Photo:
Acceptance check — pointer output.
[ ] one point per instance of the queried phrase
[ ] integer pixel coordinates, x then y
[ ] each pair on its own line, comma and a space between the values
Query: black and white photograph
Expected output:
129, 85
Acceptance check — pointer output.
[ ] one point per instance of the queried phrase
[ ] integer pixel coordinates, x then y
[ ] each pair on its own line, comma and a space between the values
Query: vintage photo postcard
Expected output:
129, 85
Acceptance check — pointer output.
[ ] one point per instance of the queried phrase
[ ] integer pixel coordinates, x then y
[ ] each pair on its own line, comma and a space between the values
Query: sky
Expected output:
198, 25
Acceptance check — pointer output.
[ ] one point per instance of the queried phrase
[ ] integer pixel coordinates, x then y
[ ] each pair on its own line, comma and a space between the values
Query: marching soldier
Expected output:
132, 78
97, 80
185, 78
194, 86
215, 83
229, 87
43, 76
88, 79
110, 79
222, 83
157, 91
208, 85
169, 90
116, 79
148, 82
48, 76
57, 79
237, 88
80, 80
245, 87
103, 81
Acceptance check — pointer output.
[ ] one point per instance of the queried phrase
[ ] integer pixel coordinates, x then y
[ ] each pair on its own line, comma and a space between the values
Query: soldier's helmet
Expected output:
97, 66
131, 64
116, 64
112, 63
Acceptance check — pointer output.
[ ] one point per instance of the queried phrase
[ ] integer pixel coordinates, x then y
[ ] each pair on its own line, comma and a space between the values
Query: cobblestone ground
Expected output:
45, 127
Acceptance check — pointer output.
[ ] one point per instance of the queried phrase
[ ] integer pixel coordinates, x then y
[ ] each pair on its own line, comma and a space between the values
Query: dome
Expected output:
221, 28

^^^^^^^^^^^^^^^^

_Challenge_. Repeat all of the entries exactly.

_Solution for this exercise_.
Photo:
Acceptance check — pointer output.
[ ] one point per instance of the queried phrase
[ ] integer pixel coordinates, x then y
[ ] each pair on its own line, comma and a space between the values
Query: black and white photograph
Expected output:
129, 85
Acceptance check — pointer output.
[ ] one point per instance of the queried phrase
[ ] integer pixel coordinates, x then y
[ ] each pair on its own line, comma and a space between the values
Query: vintage photo postcard
Expected output:
129, 85
Acceptance check — pointer output.
[ ] one point per instance of the queried phrase
[ ] integer pixel coordinates, x then y
[ ] each pair on its own line, comma and a space between the values
Query: sky
Expected output:
198, 25
Acceptance check — pointer output.
[ ] one point per instance of the queried phrase
[ ] integer pixel coordinates, x then y
[ ] each pair on its own line, comma and a space between the values
Query: marching soldier
Expected output:
132, 78
97, 80
185, 78
194, 86
215, 83
229, 87
43, 76
88, 79
110, 79
222, 83
157, 91
208, 85
169, 90
116, 79
148, 82
48, 76
57, 79
237, 88
80, 80
245, 87
103, 81
Acceptance check — pointer output.
[ ] one point per instance of the queried phrase
[ ] integer pixel coordinates, x then y
[ ] each pair on its own line, comma and a space between the values
Query: soldier's helmet
Expected output:
97, 66
131, 64
116, 64
112, 63
Acceptance check — pointer output.
[ ] one point per instance of the queried phrase
[ ] integer pixel coordinates, x then y
[ ] each pair on its own line, comma and a space between the values
Query: cobblestone ground
Expected output:
45, 127
Acceptance check — pointer output.
[ ] one point per instance of the queried phrase
[ ] integer pixel coordinates, x then y
[ ] each pair on its own line, comma and a space between the values
Query: dome
Expected output:
221, 28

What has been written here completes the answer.